[PAGE TEXT]

Frequently Asked Questions
Monkeypox is a rash illness caused by the monkeypox virus, which can be spread from person-to-person or animal-to-person contact or contact with contaminated materials.
The monkeypox virus causes systemic symptoms, including a rash. During the prodromal period, which is approximately 5 days before the onset of the rash, the infected person may experience symptoms including fevers, generalized lymphadenopathy, chills, body aches, and headache. Rash usually begins within one to four days of the appearance of fever and continues for a period of two to three weeks, although rashes without a prodrome have been reported.
Monkeypox varies from COVID-19 in several important ways that make it a less serious threat. First, monkeypox cannot be transmitted by anyone who is not symptomatic. Second, monkeypox does not spread as easily as COVID-19. Monkeypox is transmitted mainly through direct skin-to-skin contact with an infected person, particularly through contact with the skin rash, while COVID-19 can be easily transmitted through the air. Individuals with monkeypox can also be easily identified and quarantined to reduce the potential for outbreaks.
Monkeypox is a rare disease caused by infection with the monkeypox virus lasting 2-4 weeks. The virus is part of the same family of viruses that causes smallpox. Monkeypox symptoms are similar to smallpox symptoms but milder and rarely fatal.
Monkeypox virus can be spread person-to-person through infected body fluids (including saliva and lesion fluid), items that have been in contact with infected fluids or lesion crusts, and contact with respiratory secretions. The incubation period is usually 7−14 days but can range from 5−21 days. Unlike COVID-19, monkeypox is not transmitted by individuals who are asymptomatic. Monkeypox can be spread from the time symptoms start until the rash has healed, all scabs have fallen off, and a fresh layer of skin has formed. The illness typically lasts 2-4 weeks.
Yes. There is a vaccine for monkeypox. Its availability is currently being directed by the Ohio Department of Health through regional health departments. Please contact the Licking County Health Department or Equitas for vaccine information.
The CDC recommends vaccination for people with a high degree of exposure to someone who has been diagnosed with monkeypox and people who are at higher risk of being exposed to monkeypox, including:
- People who have been identified by public health officials as a contact of someone with monkeypox.
- People who may have been exposed to monkeypox, such as:
- People who are aware that one of their sexual partners in the past 2 weeks has been diagnosed with monkeypox.
- People who had multiple sexual partners in the past 2 weeks in a jurisdiction with known monkeypox.
- People whose jobs may expose them to orthopoxviruses.

[LISTED RECORDS]
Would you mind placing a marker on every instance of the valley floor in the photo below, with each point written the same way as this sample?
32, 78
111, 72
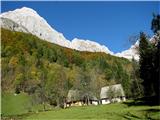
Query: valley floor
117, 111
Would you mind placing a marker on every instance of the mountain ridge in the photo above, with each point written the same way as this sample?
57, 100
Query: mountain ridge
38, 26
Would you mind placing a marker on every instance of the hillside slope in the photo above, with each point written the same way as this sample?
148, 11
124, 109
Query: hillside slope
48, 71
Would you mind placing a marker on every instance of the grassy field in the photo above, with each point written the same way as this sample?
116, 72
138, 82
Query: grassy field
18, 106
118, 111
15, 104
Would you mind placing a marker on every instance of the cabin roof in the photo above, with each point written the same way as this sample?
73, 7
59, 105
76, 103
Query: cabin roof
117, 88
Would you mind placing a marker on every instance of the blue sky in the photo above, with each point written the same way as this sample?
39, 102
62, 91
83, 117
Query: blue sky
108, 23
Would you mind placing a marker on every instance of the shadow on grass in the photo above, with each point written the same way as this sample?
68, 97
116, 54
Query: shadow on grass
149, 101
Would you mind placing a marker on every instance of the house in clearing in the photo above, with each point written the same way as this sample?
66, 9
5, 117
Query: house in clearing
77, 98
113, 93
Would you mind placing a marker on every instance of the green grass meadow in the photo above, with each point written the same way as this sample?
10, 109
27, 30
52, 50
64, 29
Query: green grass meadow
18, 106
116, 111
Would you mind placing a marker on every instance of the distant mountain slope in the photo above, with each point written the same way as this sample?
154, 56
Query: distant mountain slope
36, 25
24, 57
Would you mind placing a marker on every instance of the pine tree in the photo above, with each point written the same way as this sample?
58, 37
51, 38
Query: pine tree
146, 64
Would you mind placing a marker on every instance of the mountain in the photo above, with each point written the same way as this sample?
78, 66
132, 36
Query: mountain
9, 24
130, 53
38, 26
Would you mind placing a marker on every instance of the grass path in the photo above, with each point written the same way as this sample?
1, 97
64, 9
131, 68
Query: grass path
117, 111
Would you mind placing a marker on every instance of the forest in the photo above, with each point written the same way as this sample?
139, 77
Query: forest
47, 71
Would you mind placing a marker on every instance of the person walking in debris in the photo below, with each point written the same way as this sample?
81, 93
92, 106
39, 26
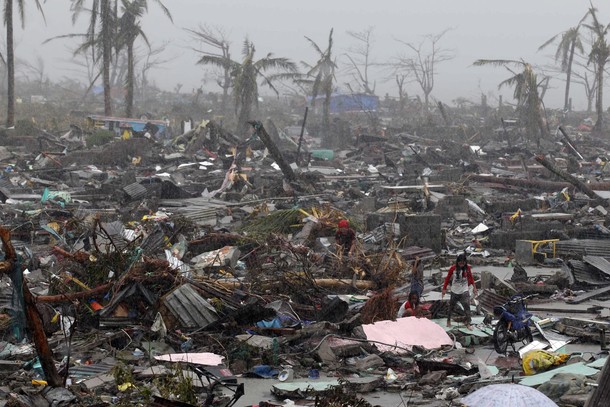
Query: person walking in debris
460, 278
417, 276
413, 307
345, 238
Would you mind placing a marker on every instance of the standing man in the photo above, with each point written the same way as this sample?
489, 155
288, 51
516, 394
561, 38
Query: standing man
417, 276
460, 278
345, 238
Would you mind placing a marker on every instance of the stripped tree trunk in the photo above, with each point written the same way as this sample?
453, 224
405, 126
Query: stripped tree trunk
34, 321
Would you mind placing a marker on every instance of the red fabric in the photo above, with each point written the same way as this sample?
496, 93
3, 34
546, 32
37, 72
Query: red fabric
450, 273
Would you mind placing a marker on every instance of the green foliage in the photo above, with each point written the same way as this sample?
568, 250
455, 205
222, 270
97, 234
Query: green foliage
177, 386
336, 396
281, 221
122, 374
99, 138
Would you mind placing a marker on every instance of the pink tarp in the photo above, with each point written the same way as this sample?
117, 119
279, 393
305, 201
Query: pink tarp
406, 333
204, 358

[PROBLEM] Continue the monkeypox FAQ text from the point where it stops. The records have nothing to do with this.

[RESULT FOR THIS TASK]
According to the CDC, symptoms commonly include the following:
A rash that may be located on or near the genitals or anus but could also be on other areas like the hands, feet, chest, face, or mouth. The rash will go through several stages, including scabs, before healing. The rash can look like pimples or blisters and may be painful or itchy.
- Muscle aches and backache
- Swollen lymph nodes
- Respiratory symptoms (e.g. sore throat, nasal congestion, or cough)
Anyone who has a fever and/or other symptoms without a rash should still be tested for COVID-19.
- Avoid close, skin-to-skin contact with people who have a rash that looks like monkeypox.
- Do not touch the rash or scabs of a person with monkeypox.
- Do not kiss, hug, cuddle or have sex with someone with monkeypox.
- Avoid contact with objects and materials that a person with monkeypox has used.
- Do not share eating utensils or cups with a person with monkeypox.
- Do not handle or touch the bedding, towels, or clothing of a person with monkeypox.
- Wash your hands often with soap and water or use an alcohol-based hand sanitizer, especially before eating or touching your face and after you use the bathroom.
Students should call the Wellness Center at 740-587-6200. Avoid close contact, including sex or being intimate with anyone, until you have been checked out by a healthcare provider.
Employees who are concerned they may have been exposed or have monkeypox should not come to work and need to be seen by a healthcare provider, urgent care, or the Health Department and should not come to work and should follow the instructions of the healthcare provider and public health officials if diagnosed with monkeypox. Please call HR for further instructions for clearance to return to work. You should always notify your health clinic or provider of any concern for monkeypox prior to your arrival.
At this time, the risk of broad community transmission is low due to the mode of transmission. As a result, there are no changes planned for Denison’s operations or programs at this time.